__What you are asked to do__: Reproduce the following data verbatim, line for line, without any alteration.

(Data from a source)
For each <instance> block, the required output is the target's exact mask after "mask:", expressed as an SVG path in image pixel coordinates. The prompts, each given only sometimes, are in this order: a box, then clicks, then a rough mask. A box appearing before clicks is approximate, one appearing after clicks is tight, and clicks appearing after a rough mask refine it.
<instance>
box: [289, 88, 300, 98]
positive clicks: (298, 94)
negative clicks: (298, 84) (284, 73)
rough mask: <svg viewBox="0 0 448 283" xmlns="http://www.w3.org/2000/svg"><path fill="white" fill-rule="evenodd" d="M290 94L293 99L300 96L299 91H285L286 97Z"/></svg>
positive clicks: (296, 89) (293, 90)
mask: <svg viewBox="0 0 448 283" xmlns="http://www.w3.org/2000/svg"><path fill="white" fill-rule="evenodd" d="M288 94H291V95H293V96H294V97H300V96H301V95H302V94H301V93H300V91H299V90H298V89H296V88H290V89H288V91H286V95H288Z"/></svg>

__Result of the task__:
For each <instance> block, the required output is the target's exact mask after "mask:", expressed as an SVG path in image pixel coordinates. The prompts, each given only sometimes, are in this order: a box, then clicks, then a rough mask. A box appearing before clicks is approximate, one appearing after clicks is tight, and clicks appearing after a rough mask refine it.
<instance>
box: [289, 88, 300, 98]
positive clicks: (298, 94)
negative clicks: (298, 84) (284, 73)
rough mask: <svg viewBox="0 0 448 283" xmlns="http://www.w3.org/2000/svg"><path fill="white" fill-rule="evenodd" d="M290 94L293 99L300 96L299 91H285L286 97Z"/></svg>
positive clicks: (296, 89) (293, 90)
mask: <svg viewBox="0 0 448 283" xmlns="http://www.w3.org/2000/svg"><path fill="white" fill-rule="evenodd" d="M288 94H291V95H293V96H294V97H300V96H301V95H302V94H301V93H300V91H299V90H298V89H296V88H290V89H288V91H286V95H288Z"/></svg>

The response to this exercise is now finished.